Tasks to carry out.
A. Answer these questions from the FSA text:
(i) How long a grace period after the end of the plan year does Notice 2005-42 allow?
(ii) On what date did the Treasury Department and the IRS issue Notice 2013-71?
(iii) What maximum annual employee contribution for health FSAs does the Patient Protection and Affordable Care Act impose?
B. From the FSA text, return everything from "Health Flexible Spending" down to "would be forfeited.", with no changes.

Text block.
• • • • •
Health Flexible Spending Accounts (FSAs) under Internal Revenue Code Section 125 generally permit participating employees to make pre-tax contributions to an account from which certain medical benefits may be reimbursed. Participants in FSAs elect their pre-tax contributions before the beginning of the plan year, and the so-called “use-or-lose” rule requires any contributions not used to be forfeited. Notice 2005-42 partly mitigated the forfeiture rule by allowing a plan to provide for reimbursement of certain qualifying medical expenses incurred during a grace period of two and a half months after the end of the plan year. Contributions not used during the grace period would be forfeited.

On Oct. 31, 2013, the Treasury Department and the IRS issued Notice 2013-71, which modifies the “use-or-lose” rule for FSAs and permits IRC Section 125 cafeteria plans to be amended to allow up to $500 of unused contributions remaining in FSAs at plan year end to be reimbursed to plan participants for qualified medical expenses incurred during the following year. However, a plan that permits a carryover cannot also incorporate the “grace period” rule of Notice 2005-42. So plan sponsors that wish to adopt the carryover approach must amend their plans to provide for it, and to the extent the plans contain the grace period provisions, they must be eliminated. In sum, plan sponsors may design their IRC Section 125 cafeteria plans to (1) provide for the two and a half month post-plan year grace period, (2) permit the up to $500 carryover of contributions to the next plan year, or (3) not permit either a grace period or a carryover.

The up to $500 carryover option will not affect the maximum annual employee contribution of $2,500 for health FSAs imposed under the Patient Protection and Affordable Care Act effective for plan years beginning in 2013. However, no more than $500 can be carried over from one year to the next. The carryover option is not meant to permit for the accumulation of funds in accounts on a pre-tax basis.
• • • • •
Data section.
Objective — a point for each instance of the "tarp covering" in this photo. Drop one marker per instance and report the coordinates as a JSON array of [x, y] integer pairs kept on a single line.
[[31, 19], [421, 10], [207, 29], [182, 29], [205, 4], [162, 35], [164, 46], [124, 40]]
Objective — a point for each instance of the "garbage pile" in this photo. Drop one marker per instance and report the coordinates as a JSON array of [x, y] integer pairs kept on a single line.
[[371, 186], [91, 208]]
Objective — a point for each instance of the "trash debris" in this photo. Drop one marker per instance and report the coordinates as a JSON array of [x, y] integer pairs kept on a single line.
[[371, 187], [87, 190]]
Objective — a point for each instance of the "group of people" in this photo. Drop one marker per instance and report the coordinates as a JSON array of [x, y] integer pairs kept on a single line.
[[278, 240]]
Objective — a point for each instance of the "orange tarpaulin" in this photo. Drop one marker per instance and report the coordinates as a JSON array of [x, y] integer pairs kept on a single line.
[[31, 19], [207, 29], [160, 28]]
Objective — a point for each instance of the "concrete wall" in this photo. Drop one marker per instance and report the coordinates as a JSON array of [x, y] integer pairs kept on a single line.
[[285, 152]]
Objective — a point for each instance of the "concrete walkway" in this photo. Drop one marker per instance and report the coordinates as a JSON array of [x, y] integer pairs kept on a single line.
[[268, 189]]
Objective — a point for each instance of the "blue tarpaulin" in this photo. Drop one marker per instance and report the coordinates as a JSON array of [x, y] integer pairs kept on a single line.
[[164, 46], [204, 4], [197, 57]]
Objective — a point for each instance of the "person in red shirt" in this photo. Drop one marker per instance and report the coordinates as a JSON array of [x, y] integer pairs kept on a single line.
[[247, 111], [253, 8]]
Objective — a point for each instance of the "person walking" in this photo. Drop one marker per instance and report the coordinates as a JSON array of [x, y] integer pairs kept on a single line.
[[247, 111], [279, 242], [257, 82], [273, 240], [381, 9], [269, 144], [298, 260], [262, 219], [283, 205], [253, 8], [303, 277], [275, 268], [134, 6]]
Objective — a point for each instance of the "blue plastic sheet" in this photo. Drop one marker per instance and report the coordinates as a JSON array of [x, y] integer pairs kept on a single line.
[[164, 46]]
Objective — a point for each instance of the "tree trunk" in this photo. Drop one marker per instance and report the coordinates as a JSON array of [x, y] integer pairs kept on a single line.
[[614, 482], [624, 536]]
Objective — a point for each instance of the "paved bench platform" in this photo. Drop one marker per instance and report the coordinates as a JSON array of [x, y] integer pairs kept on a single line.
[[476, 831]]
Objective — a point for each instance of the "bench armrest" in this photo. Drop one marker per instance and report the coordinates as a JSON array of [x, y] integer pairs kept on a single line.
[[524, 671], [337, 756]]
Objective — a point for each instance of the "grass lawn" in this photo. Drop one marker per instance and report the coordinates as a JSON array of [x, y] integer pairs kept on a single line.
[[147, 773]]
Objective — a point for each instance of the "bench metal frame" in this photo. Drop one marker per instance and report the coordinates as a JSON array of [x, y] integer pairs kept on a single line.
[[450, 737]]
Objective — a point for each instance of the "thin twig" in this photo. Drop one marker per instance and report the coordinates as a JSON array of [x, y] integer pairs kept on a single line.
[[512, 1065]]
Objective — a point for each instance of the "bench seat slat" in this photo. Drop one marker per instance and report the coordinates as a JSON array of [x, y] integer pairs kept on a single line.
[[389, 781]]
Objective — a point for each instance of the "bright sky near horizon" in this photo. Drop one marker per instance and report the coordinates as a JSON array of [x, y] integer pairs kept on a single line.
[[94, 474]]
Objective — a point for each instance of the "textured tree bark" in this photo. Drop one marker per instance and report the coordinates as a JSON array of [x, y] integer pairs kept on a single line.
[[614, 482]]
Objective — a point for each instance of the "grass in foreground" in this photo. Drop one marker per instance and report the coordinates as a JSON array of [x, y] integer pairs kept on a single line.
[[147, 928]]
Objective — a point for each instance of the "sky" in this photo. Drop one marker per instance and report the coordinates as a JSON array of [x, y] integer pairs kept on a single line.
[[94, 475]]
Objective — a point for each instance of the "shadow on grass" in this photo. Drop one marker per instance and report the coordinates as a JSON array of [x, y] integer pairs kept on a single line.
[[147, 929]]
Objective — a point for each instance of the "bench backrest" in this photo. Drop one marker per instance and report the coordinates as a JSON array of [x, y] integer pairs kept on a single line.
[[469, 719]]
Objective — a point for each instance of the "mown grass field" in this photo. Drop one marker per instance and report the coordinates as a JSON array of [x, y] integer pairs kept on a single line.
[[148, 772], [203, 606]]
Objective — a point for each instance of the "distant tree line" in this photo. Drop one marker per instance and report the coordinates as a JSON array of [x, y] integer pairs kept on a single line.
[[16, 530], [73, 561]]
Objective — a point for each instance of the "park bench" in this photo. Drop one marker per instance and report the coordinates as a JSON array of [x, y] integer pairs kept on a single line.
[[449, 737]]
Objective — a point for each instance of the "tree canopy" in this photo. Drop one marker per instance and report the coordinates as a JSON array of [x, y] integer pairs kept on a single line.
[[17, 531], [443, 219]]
• • • • •
Answers to this exercise.
A.
(i) Two and a half months.
(ii) Oct. 31, 2013.
(iii) $2,500.

B.
Health Flexible Spending Accounts (FSAs) under Internal Revenue Code Section 125 generally permit participating employees to make pre-tax contributions to an account from which certain medical benefits may be reimbursed. Participants in FSAs elect their pre-tax contributions before the beginning of the plan year, and the so-called “use-or-lose” rule requires any contributions not used to be forfeited. Notice 2005-42 partly mitigated the forfeiture rule by allowing a plan to provide for reimbursement of certain qualifying medical expenses incurred during a grace period of two and a half months after the end of the plan year. Contributions not used during the grace period would be forfeited.